*** PROVIDED ENTRIES ***

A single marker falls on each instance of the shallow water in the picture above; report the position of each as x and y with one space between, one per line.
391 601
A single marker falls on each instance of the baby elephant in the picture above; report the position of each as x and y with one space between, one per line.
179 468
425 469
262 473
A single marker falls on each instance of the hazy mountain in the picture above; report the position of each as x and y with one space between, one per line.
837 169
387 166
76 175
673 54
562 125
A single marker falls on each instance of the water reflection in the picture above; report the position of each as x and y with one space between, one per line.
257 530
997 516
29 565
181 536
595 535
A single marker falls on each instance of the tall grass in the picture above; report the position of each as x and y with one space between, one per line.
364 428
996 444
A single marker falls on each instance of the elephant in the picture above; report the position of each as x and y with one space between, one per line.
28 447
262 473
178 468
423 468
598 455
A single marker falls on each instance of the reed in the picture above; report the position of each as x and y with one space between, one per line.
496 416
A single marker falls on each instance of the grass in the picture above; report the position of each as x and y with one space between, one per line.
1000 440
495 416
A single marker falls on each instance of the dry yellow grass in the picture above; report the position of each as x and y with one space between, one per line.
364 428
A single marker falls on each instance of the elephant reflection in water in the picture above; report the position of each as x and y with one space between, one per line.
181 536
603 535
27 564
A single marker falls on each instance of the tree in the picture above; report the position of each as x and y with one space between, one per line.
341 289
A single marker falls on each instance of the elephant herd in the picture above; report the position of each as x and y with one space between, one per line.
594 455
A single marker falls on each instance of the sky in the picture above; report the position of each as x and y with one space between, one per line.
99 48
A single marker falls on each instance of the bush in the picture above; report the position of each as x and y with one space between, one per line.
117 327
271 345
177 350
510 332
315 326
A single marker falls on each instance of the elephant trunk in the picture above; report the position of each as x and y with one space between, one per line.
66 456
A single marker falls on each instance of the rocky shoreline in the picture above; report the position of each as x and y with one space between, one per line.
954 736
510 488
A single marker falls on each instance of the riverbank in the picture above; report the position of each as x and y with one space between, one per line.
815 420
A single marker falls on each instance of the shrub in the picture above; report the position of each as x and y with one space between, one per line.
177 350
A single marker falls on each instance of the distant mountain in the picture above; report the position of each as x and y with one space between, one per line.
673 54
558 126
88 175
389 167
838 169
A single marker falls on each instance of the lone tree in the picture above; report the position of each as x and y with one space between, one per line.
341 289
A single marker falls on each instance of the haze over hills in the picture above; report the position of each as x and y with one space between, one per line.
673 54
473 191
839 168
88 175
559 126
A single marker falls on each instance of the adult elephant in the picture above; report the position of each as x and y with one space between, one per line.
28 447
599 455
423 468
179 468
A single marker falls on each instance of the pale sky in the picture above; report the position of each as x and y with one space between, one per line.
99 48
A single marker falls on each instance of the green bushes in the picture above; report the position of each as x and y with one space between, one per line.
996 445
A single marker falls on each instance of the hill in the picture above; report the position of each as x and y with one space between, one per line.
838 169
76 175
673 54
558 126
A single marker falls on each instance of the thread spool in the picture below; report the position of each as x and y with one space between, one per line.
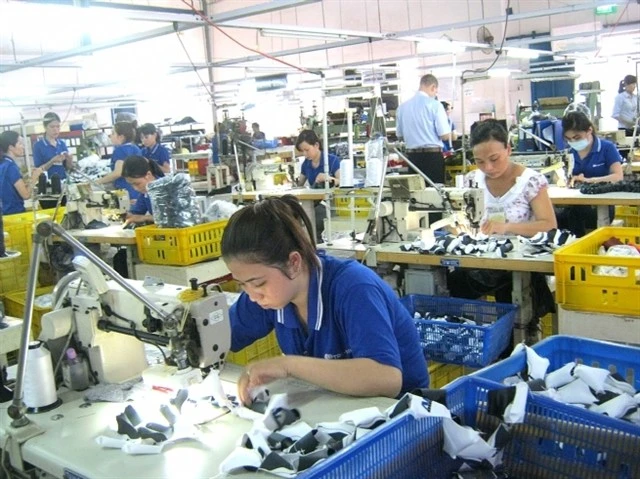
39 382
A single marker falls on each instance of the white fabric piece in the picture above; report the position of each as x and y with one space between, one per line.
560 377
111 442
613 385
576 392
464 442
137 448
514 413
594 377
362 417
421 407
296 430
616 407
239 459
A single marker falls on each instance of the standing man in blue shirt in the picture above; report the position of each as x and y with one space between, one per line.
13 189
338 324
423 124
153 150
50 152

***

**PROBLEM TO SOLVE:**
Please return the listing above exactly and leave every picture out.

**SOLVED EXERCISE:**
A single marker falls on each instance of the shallow water in the picture above; report the position of each as x and y with one space between, one per line.
391 601
A single marker falls on each instance of the baby elephant in the picture above; report the position of each as x and y with one space between, one per line.
179 468
425 469
262 473
A single marker falls on each instance of the hazy mountain in the picture above; report the position of each as x and y with one space between, one per line.
837 169
387 166
76 175
673 54
562 125
A single marker falls on each instance of the water reflection in the picture above; report the position of each as x and y with one space between, one per line.
257 530
997 516
29 565
181 536
595 535
A single marker falls on each instance of the tall grass in the picture above; report the position of each as x and y with one space between, one per line.
364 428
996 444
A single marker falls on each instance of the elephant in the picture above; report the position of each as x and y with one space between, one per line.
28 447
262 473
178 468
423 468
598 455
A single marker falls on each instance of the reed in the picture above; report the position of each as x and y with one space between, one per line.
496 416
A single marker falls on each instance of the grass in the picture above; report the position of each as x and y with one space between, one per line.
1000 440
495 416
A single marker falls on each instance of the dry yellow grass in the picture above; report the position of each as x and y with one space between, one per line.
364 428
A single marker falls on each instance of the elephant reflection in water in the picture above; report the position of each as x and y with one space between, one per line.
181 536
603 535
27 564
A single marker falls on each instance of the tree in the picture above; report the position of each as x and y with one space between, one per line.
341 289
A single marker falls on each instance of the elephant herd in the picture above; report the position of each as x and y with one space between, one per line.
594 455
A single marker falls on each instance of the sky in the picture above; report the position of each as x and y with one space between, one per line.
99 48
A single marker falls on each instance of the bush in the picture above; report the position of each as x and y with one space between, one per line.
117 327
271 345
177 350
510 332
315 326
A single marker falls on each instance of the elephant trunk in the picture above; report the position of each as x and y with one space between, one per line.
66 456
A single marker falls on each instance of the rocky shoreline in the picture above; report the position of each as x and y with one space between, one per line.
954 736
510 488
A single marker falls on each instance of the riverbank in the picture above; report the position of each as x and y with one space between, one per line.
815 420
A single marker falls on each instance of the shrub in the picture above; report the position of each as x and y with one space between, one per line.
177 350
A single marker falls on each instance of the distant mountain in the picture above; report the position of each as x and y with one space between, one per line.
673 54
558 126
88 175
389 167
838 169
A single marker falls on each instance of the lone tree in the picture above; report the position of each as x and y with one space between, one per line.
341 289
A single marker falls on each instance of the haze over hills in the picture above; report the position of each as x and y with one space between, one per line.
673 54
473 191
839 168
88 175
559 126
A single marker falls on each instance of the adult elephant in the picture above; report the position of each as x and y with one space between, one per line.
28 447
599 455
423 468
179 468
A single marker falls on each instance of the pale sky in the picture above; report the position of each as x and y with one space between, one per line.
99 48
A single marker falls on each instance of the green bushes in the picture above; report the position of each as x and y with one space between, one per line.
996 445
A single marker falls on each instance of the hill in the picture above; report the position of each as x and y with one space between, one per line.
838 169
76 175
673 54
558 126
A single marker falls on each instance of the thread spool in the picture below; report the position of each as x and y with one space between, one per line.
39 382
A single marker falls on each instance of the white fabric piece in the picture above; report the position of each as x and y with one space between, one per line.
560 377
111 442
613 385
576 392
464 442
137 448
514 413
594 377
362 417
421 407
296 430
616 407
239 459
A single marker falls on each instance of the standing man in blue shirt in the picture above; report the position of each as x and y with one space between, one per line.
13 189
338 324
423 124
153 150
50 152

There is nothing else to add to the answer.